__Task instructions__.
Turn the data below into a Markdown table with two columns, "Row" and "Entry". Number each line in "Row", put its text in "Entry", and leave out blank lines.

__Input for this task__.

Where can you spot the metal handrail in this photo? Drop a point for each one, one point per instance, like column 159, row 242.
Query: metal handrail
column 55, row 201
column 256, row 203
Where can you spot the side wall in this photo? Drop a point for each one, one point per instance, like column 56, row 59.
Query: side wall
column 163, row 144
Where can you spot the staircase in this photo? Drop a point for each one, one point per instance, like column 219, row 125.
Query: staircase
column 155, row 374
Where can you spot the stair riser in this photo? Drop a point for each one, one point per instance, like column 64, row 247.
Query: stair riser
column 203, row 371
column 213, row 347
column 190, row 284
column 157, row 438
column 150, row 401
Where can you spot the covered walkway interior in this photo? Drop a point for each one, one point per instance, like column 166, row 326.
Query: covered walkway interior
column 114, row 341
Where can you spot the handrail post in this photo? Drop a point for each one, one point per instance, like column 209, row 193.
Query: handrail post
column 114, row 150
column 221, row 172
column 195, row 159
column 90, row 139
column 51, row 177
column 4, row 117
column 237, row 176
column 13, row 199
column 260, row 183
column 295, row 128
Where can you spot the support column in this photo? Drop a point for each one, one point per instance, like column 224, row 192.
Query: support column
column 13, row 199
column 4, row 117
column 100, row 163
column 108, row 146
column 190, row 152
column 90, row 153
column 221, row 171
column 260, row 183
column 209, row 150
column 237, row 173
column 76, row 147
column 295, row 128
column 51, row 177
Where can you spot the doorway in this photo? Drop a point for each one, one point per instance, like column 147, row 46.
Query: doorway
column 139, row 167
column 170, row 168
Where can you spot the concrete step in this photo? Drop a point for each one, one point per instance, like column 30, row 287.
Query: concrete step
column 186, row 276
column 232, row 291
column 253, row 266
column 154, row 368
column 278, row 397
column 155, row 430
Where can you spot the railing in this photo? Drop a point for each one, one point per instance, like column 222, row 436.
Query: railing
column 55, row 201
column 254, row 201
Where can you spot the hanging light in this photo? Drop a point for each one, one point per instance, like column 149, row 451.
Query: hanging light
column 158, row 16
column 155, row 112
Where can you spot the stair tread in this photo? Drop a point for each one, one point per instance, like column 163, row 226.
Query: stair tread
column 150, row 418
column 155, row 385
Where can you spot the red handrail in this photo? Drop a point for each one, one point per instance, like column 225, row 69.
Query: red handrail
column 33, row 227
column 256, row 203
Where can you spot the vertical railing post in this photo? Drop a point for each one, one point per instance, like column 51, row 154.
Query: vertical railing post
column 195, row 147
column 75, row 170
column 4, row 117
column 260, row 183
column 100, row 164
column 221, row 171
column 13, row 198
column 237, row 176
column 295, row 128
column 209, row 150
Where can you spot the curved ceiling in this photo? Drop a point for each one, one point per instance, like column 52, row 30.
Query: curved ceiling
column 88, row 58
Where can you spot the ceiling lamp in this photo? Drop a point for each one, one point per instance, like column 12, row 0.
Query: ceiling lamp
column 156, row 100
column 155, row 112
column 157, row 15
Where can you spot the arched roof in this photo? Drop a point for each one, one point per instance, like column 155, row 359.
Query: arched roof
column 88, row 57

__Output for this task__.
| Row | Entry |
|---|---|
| 1 | Where can you spot the metal handrail in this photo? Drop a point for each one, one point per instance, like column 159, row 242. |
| 2 | Query: metal handrail |
| 3 | column 55, row 201 |
| 4 | column 256, row 203 |
| 5 | Where can you spot the side wall in this photo? Drop a point for each one, one point per instance, like column 56, row 59. |
| 6 | Query: side wall |
| 7 | column 163, row 144 |
| 8 | Where can you spot the staircase in this photo? Drop a point for each one, one point per instance, like column 219, row 125. |
| 9 | Query: staircase |
| 10 | column 155, row 374 |
| 11 | Where can you spot the stair riser in this photo? Drop a point for each one, one point per instance, like column 64, row 247. |
| 12 | Query: stair riser |
| 13 | column 203, row 371 |
| 14 | column 213, row 347 |
| 15 | column 190, row 284 |
| 16 | column 157, row 438 |
| 17 | column 150, row 401 |
| 18 | Where can you spot the covered walkway interior in this photo? Drop a point for each one, one point per instance, like column 166, row 326. |
| 19 | Query: covered walkway interior |
| 20 | column 114, row 341 |
| 21 | Where can you spot the handrail post in this photo? Drop a point for each one, one point per instance, like column 209, row 193. |
| 22 | Query: handrail post |
| 23 | column 114, row 150 |
| 24 | column 221, row 172 |
| 25 | column 195, row 159 |
| 26 | column 90, row 139 |
| 27 | column 51, row 177 |
| 28 | column 4, row 117 |
| 29 | column 237, row 176 |
| 30 | column 13, row 199 |
| 31 | column 260, row 183 |
| 32 | column 295, row 128 |
| 33 | Where can you spot the support column in this photo? Drop a point for each one, one point per instance, like column 224, row 192. |
| 34 | Query: support column |
| 35 | column 13, row 199 |
| 36 | column 4, row 117 |
| 37 | column 100, row 163 |
| 38 | column 108, row 146 |
| 39 | column 190, row 152 |
| 40 | column 90, row 153 |
| 41 | column 221, row 171 |
| 42 | column 260, row 183 |
| 43 | column 209, row 150 |
| 44 | column 237, row 173 |
| 45 | column 76, row 147 |
| 46 | column 295, row 128 |
| 47 | column 51, row 177 |
| 48 | Where can you spot the doorway in this photo? Drop a point for each one, one point per instance, like column 147, row 46. |
| 49 | Query: doorway |
| 50 | column 139, row 167 |
| 51 | column 170, row 168 |
| 52 | Where can you spot the concrete step in this photo? Drop a point for each one, one point per instance, like column 30, row 287. |
| 53 | Query: concrete step |
| 54 | column 186, row 276 |
| 55 | column 232, row 291 |
| 56 | column 253, row 266 |
| 57 | column 154, row 368 |
| 58 | column 278, row 397 |
| 59 | column 155, row 430 |
| 60 | Where can you spot the railing in this photo? Drop a point for each one, one point per instance, like column 222, row 436. |
| 61 | Query: railing |
| 62 | column 55, row 201 |
| 63 | column 254, row 201 |
| 64 | Where can you spot the hanging light in this photo? Drop a point for each one, one point per instance, like column 149, row 451. |
| 65 | Query: hanging light |
| 66 | column 158, row 16 |
| 67 | column 155, row 112 |
| 68 | Where can you spot the stair tread in this photo? Drop a point for each one, one point per instance, like column 163, row 226. |
| 69 | Query: stair tread |
| 70 | column 150, row 418 |
| 71 | column 155, row 385 |
| 72 | Where can you spot the red handrail in this photo? Drop a point for each one, one point per instance, like column 225, row 69. |
| 73 | Query: red handrail |
| 74 | column 33, row 227 |
| 75 | column 256, row 203 |
| 76 | Where can you spot the vertical railing post in this photo? Drop a point for each one, one point per instance, like column 51, row 154. |
| 77 | Query: vertical railing post |
| 78 | column 195, row 147 |
| 79 | column 75, row 170 |
| 80 | column 4, row 117 |
| 81 | column 260, row 183 |
| 82 | column 100, row 164 |
| 83 | column 221, row 171 |
| 84 | column 13, row 198 |
| 85 | column 237, row 176 |
| 86 | column 295, row 128 |
| 87 | column 209, row 150 |
| 88 | Where can you spot the curved ceiling in this photo? Drop a point for each one, one point per instance, like column 52, row 30. |
| 89 | Query: curved ceiling |
| 90 | column 88, row 58 |
| 91 | Where can you spot the ceiling lamp in this photo? Drop a point for each one, one point per instance, like column 12, row 0. |
| 92 | Query: ceiling lamp |
| 93 | column 156, row 100 |
| 94 | column 155, row 112 |
| 95 | column 157, row 15 |
| 96 | Where can you spot the arched roof in this photo? Drop a point for each one, one point per instance, like column 155, row 359. |
| 97 | Query: arched roof |
| 98 | column 88, row 57 |